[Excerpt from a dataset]
-- start --

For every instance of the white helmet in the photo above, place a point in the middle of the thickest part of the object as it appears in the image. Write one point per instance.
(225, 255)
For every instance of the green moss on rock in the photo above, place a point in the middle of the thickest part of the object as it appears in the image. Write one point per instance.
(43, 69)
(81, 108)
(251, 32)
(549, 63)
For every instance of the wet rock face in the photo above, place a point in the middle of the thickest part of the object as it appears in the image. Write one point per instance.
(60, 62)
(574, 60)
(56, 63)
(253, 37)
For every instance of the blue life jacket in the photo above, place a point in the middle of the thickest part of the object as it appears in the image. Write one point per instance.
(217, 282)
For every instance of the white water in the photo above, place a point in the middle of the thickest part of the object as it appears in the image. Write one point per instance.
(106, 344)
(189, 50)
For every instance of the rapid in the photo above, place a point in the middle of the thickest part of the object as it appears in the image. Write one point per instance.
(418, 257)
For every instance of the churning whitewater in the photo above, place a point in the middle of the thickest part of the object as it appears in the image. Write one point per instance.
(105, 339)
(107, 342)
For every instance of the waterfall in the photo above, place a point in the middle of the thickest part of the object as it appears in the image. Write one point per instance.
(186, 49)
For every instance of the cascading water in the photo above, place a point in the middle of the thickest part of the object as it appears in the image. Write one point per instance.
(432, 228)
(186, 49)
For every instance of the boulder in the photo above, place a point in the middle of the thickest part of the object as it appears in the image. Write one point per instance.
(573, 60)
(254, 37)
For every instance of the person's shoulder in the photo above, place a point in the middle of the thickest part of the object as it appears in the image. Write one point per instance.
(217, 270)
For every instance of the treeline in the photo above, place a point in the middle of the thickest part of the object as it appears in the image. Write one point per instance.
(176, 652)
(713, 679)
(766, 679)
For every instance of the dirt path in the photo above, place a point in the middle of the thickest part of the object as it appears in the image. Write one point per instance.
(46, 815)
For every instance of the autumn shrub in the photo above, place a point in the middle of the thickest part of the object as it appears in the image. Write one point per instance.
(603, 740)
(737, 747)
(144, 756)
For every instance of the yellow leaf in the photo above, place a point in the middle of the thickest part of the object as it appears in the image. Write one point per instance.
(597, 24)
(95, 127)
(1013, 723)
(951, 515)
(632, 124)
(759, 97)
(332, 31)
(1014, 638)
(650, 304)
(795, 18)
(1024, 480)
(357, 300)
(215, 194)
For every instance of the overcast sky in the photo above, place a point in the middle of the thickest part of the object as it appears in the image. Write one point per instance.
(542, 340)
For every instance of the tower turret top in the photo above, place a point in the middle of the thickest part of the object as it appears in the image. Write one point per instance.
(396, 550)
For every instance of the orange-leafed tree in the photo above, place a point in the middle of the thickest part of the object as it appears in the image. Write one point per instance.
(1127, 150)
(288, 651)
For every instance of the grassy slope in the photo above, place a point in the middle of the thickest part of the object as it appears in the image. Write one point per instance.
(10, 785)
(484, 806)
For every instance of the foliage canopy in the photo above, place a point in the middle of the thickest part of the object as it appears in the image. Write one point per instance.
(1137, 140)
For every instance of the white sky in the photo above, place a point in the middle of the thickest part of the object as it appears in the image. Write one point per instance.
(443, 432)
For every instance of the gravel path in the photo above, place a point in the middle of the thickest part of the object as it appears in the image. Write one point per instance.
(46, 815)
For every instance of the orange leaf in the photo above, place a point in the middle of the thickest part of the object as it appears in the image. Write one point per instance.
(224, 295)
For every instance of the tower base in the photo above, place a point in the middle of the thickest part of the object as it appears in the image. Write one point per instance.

-- end --

What you need to do:
Copy out all of the records above, replacing every "thickest part" with "widest part" and keeping everything else identical.

Full output:
For every instance of the white helmet in the photo above, place a point in the middle of the widest part of the object as it appears in the image. Write one point per instance.
(225, 255)
For every instance of the green moss on rock in the photo above, place a point in the middle of the widest part of the object as it appears in the image. Write one point per instance.
(43, 69)
(81, 108)
(251, 32)
(549, 63)
For every instance of the wet rock face in the photo above, place a point in the middle of the widest part of the object as it appears in the image. Write one point per instance.
(60, 62)
(574, 60)
(56, 63)
(253, 37)
For every instance of the blue life jacket in the photo above, place a point in the middle of the widest part of the object as it appears in the image. Write one point per instance.
(217, 282)
For every instance of the white water in the photo above, place a point in the middle of the widest part of the object as it appears in the image. Write one point per instance.
(106, 344)
(189, 50)
For every instance of the rapid in the photo above, place a point in the middle of the widest part of the object as it appears in the image. Write one point per instance.
(418, 257)
For every instance of the churning whitewater in the photo above, place a point in the middle of the widest part of the object as it appears in the image. Write one point per instance.
(105, 339)
(107, 342)
For every instance of the waterfall in the photo above, place a point in the middle of the widest part of the object as it appears in the image. Write one point per instance.
(186, 49)
For every instance of the cascading water in the photo above, place a point in the middle of the widest part of the object as it appears in the image. Write one point per instance.
(432, 228)
(186, 49)
For every instance of the boulder in the photo above, place a point in the middle of the widest part of the object as it appears in the image. Write one point per instance.
(573, 60)
(254, 37)
For every instance of the person's shoulder in the photo above, place a point in the middle of the widest part of the object as it appears in the image. Write one point per instance.
(217, 270)
For every instance of the treeline in the photo above, place a point in the middle of the widest part of the object as it appears in the image. Write one point per instance.
(176, 652)
(713, 679)
(766, 679)
For every instance of the dirt path in the photo above, place a point in the middle of the widest part of the object as it appears in the image. Write one point per instance.
(46, 815)
For every instance of the autumn shrub in the photo above, place a point in the middle of the widest part of the object as it appears in the image. Write one point per instance.
(603, 740)
(737, 747)
(144, 756)
For every instance of the yellow leaf in the photo above, place a point in the middle of the widest part of the object as it appears in the image. Write one point per instance.
(597, 24)
(95, 127)
(1013, 723)
(951, 515)
(632, 124)
(759, 97)
(332, 31)
(1014, 638)
(650, 304)
(795, 18)
(1024, 480)
(357, 300)
(215, 194)
For every instance of the overcast sky in the photo above, place a point in the middle of the widest part of the object as it appears in the image. Write one point per instance.
(542, 340)
For every instance of the tower turret top in the photo above, place a point in the middle of the widest part of the object as it appears in the image. Write one point per instance.
(396, 550)
For every instance of the orange-leafed tree in the photo above, place a point in the middle of the widest part of the object as it appears in the image. Write one point per instance.
(1127, 150)
(288, 651)
For every instance of the grassy slope in the photo above, place a point in the middle of the widest part of the object as it appears in the image. Write one point per instance.
(10, 785)
(484, 806)
For every instance of the foliage canopy in the photo above, place a point in the middle of the widest part of the object as it appears in the image. Write one point per instance.
(1137, 140)
For every instance of the white sky in the photo above, place a point in the middle of the widest part of the object as it appears in the image. Write one point per instance.
(443, 432)
For every instance of the gravel path in the photo above, place a point in the middle of the widest part of the object as it appears in the image. Write one point per instance.
(46, 815)
For every instance of the orange leaf in the photo above, place a point in the middle of the widest part of the object as it appears in the image. Write one point per instance.
(224, 295)
For every instance of the tower base in the photo above, place a point in the middle of the widest part of the object as it appears in the image. Write one point per instance.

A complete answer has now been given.